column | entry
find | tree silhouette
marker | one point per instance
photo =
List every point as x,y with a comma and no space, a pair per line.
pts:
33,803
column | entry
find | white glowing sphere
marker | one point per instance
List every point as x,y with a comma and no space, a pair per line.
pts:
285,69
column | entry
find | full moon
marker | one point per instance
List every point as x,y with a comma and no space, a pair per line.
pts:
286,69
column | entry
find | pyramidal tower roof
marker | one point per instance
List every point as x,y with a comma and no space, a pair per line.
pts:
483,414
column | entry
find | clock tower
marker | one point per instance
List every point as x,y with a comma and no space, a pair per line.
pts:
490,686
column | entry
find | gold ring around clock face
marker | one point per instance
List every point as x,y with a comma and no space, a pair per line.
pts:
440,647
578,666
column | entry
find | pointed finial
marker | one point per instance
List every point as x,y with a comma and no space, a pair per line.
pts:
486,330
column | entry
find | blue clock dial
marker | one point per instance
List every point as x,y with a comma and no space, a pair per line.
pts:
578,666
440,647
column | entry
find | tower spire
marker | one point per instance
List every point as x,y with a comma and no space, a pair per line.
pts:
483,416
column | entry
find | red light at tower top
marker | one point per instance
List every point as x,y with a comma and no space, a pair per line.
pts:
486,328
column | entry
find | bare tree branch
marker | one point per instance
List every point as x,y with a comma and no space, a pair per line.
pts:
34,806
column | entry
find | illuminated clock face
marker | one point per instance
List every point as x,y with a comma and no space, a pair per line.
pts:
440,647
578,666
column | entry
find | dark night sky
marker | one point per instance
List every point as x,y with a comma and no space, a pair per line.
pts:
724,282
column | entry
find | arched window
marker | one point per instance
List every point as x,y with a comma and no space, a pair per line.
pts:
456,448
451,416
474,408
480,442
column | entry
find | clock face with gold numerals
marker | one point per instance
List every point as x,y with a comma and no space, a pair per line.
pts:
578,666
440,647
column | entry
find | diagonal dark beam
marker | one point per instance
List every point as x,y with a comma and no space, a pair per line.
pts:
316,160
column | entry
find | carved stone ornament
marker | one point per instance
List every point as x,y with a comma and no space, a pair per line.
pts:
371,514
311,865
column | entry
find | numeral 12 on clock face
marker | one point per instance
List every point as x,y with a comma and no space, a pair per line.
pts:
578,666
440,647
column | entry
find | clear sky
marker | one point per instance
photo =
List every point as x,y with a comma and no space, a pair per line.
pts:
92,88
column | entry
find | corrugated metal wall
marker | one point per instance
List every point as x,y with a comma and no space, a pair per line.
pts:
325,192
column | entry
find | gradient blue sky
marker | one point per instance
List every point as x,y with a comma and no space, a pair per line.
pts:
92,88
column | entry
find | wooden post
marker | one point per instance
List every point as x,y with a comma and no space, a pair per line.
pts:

▬▬▬▬▬▬

__STATED EXERCISE__. Pull out every line from the rows above that contains the word "clock". Treat uppercase and lowercase as different.

__SOLUTION__.
find | clock tower
find | gold ring around clock face
find | blue clock dial
find | illuminated clock face
find | clock face with gold numerals
find | numeral 12 on clock face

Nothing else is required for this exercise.